* _Problem to solve_
From the line containing "Teacher note: please indicate the white tulle" down to the last line of the material, return those lines verbatim and only those.
_ _ _ _ _ _ _
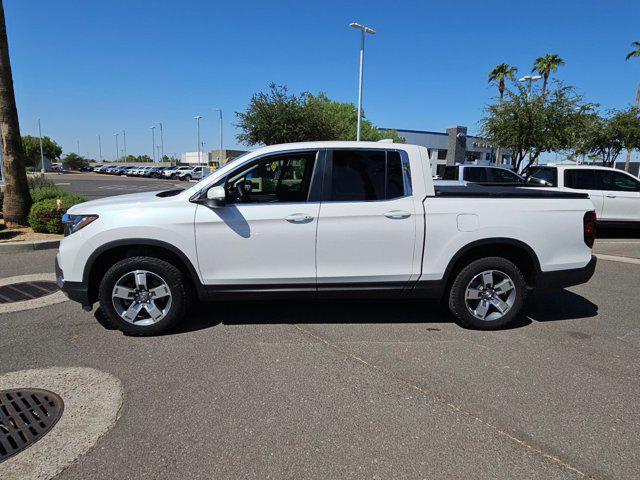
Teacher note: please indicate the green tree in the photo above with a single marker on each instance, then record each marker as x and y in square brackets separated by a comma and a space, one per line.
[16, 198]
[50, 148]
[73, 161]
[500, 74]
[529, 127]
[605, 137]
[278, 116]
[545, 65]
[635, 53]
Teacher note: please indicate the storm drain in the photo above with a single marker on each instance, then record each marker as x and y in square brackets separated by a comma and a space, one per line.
[19, 292]
[26, 415]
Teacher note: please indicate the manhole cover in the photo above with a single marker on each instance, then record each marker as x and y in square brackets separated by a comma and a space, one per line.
[18, 292]
[26, 415]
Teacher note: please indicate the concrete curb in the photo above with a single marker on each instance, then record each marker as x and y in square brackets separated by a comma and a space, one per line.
[17, 247]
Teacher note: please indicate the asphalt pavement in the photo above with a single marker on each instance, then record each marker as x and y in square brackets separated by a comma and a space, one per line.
[353, 389]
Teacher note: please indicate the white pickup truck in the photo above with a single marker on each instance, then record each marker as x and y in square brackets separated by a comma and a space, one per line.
[324, 219]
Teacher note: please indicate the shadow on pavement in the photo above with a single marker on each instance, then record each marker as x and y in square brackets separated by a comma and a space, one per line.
[544, 307]
[559, 305]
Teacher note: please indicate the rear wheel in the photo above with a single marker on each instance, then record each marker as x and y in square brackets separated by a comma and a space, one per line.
[487, 294]
[143, 296]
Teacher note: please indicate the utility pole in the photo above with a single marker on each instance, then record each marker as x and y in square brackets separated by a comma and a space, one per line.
[41, 149]
[124, 140]
[363, 29]
[197, 118]
[161, 142]
[153, 142]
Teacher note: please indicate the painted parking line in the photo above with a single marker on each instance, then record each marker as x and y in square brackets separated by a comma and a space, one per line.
[617, 258]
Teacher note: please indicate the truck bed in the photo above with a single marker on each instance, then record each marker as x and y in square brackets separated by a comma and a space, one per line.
[483, 191]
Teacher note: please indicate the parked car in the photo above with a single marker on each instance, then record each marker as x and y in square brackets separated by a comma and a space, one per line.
[615, 193]
[175, 172]
[193, 173]
[480, 174]
[324, 219]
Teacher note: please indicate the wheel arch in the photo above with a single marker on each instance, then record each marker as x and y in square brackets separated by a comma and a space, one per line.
[109, 253]
[516, 251]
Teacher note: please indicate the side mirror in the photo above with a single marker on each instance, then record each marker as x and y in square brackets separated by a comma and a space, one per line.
[216, 197]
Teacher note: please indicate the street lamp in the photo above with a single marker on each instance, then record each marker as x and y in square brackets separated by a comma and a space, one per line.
[161, 142]
[220, 158]
[197, 118]
[363, 30]
[117, 147]
[124, 140]
[530, 79]
[41, 149]
[153, 142]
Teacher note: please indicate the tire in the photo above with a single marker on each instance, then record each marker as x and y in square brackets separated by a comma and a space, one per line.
[166, 296]
[499, 309]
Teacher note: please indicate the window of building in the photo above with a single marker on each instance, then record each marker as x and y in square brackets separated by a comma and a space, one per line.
[367, 175]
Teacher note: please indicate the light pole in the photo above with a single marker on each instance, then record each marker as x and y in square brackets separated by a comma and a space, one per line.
[161, 142]
[197, 118]
[529, 79]
[41, 149]
[153, 142]
[363, 31]
[124, 140]
[221, 157]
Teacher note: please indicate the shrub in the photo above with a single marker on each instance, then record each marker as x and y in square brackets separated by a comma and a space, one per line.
[45, 217]
[44, 193]
[38, 180]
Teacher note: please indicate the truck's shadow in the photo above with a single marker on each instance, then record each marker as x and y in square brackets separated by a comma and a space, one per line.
[544, 307]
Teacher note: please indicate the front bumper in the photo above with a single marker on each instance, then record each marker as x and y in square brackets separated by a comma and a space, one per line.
[566, 278]
[76, 291]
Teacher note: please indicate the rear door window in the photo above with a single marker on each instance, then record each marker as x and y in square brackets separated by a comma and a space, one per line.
[475, 174]
[616, 181]
[368, 175]
[580, 179]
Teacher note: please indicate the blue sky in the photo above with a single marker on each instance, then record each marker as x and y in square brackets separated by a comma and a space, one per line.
[98, 67]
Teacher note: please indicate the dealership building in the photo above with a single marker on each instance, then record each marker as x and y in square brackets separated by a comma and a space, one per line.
[453, 146]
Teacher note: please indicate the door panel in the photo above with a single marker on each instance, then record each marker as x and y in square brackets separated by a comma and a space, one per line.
[257, 244]
[367, 226]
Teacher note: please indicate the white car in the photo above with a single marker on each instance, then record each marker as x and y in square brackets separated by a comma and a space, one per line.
[196, 173]
[175, 172]
[615, 193]
[323, 219]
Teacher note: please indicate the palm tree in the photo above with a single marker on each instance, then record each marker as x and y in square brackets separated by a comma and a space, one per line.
[17, 200]
[545, 65]
[500, 73]
[635, 53]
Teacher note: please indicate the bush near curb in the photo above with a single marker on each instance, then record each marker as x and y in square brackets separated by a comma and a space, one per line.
[44, 193]
[46, 216]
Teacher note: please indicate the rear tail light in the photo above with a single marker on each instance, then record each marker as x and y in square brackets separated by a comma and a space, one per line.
[589, 228]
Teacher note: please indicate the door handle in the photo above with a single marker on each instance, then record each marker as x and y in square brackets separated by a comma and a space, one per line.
[298, 218]
[397, 214]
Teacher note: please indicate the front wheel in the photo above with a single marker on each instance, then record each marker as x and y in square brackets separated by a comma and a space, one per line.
[143, 296]
[487, 294]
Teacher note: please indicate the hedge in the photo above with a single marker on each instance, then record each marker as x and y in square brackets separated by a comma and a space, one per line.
[45, 217]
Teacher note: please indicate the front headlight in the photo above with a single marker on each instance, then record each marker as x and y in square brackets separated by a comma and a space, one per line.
[73, 223]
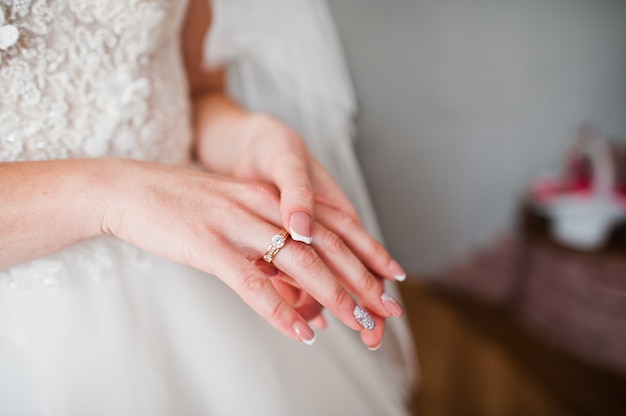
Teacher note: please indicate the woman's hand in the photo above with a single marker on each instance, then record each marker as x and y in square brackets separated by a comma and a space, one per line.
[264, 150]
[223, 227]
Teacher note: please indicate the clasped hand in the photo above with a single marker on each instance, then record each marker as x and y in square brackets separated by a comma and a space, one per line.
[222, 223]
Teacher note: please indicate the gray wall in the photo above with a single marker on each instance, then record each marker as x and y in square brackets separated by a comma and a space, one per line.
[463, 102]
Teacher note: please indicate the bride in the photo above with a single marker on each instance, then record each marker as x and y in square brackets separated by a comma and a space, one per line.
[129, 179]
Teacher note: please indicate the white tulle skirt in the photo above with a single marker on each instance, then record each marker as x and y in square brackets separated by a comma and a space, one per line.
[105, 329]
[163, 339]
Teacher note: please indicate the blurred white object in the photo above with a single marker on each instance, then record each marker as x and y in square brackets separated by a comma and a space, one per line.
[584, 221]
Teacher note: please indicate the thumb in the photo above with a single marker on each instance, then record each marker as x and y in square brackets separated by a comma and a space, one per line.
[297, 198]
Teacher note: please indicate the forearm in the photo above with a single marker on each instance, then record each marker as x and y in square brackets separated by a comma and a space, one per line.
[49, 205]
[220, 125]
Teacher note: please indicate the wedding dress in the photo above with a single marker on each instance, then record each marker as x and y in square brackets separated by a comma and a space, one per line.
[103, 328]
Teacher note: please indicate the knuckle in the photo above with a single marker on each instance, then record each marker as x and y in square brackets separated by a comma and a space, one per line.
[340, 296]
[348, 221]
[252, 282]
[333, 242]
[368, 283]
[278, 312]
[380, 252]
[306, 257]
[264, 190]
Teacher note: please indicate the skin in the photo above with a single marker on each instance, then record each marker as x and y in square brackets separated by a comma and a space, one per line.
[258, 174]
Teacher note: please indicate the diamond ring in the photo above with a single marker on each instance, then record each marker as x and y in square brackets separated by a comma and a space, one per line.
[278, 241]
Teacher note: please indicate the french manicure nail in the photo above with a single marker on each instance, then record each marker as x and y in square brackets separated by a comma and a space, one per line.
[300, 227]
[398, 272]
[375, 347]
[363, 318]
[304, 332]
[392, 305]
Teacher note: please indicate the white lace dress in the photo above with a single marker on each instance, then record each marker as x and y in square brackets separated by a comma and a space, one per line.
[102, 328]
_ _ _ _ _ _ _
* _Full solution_
Teacher note: please indicate the white tulle skirt in the photo above with a single marker on each instance, then record each marker as x and y in square brackets separated by a comma and a space, one per line.
[105, 329]
[163, 339]
Teacher note: please indicate the blurred white object in the photo above with a single marker on each instance, then record each marker as x and y in square brackets separated by a comma and a space, one per line.
[584, 221]
Teacher note: please indicate the thumb in the photo above with a single marker on each instance, then record each marker as x and y in square brackets separated by a comma and a space, one per line.
[297, 198]
Teacher note: please indicate the forearm in the photo above with a single marker on each instance, then record each marker as x and y in square brackets separated by a comma and a space, one per line.
[49, 205]
[220, 125]
Teacher note: please indicate the wedding dress in the photo above with a single marker on each instance, then record each marker as x and y in square brackets separated by a comma and a space, one per line.
[103, 328]
Teacher note: please indicate the knuckle in the photo above with a single marker on each instance, then record each marker as x and y in square brackets separated by a comma and a space, one per line.
[340, 296]
[348, 221]
[252, 282]
[333, 242]
[368, 283]
[278, 312]
[380, 252]
[306, 257]
[264, 190]
Teacher note: please indicate the skin in the photo above with a single marker on each instance, then record each marker as x and y in square brackets separated by a comma and a space, one per line.
[258, 174]
Teacher note: please indicate the diamond ring in the photo above with a single marker on each instance, then record each marker as x and y in square brackets separated by a comma and a space, one per line.
[278, 241]
Teacher note: please indicate the french manicure nail in the photo above with a single marker on each instance, then record each marker as x and y in square brackets separated by a comma and a space, one per line.
[300, 227]
[398, 272]
[375, 347]
[363, 318]
[304, 332]
[392, 305]
Teacher note: please indicate the white lace dress in the photo above with a single marker on each instance, then record each marker as x and y in square brackets separated by a comma and a space, one per line.
[102, 328]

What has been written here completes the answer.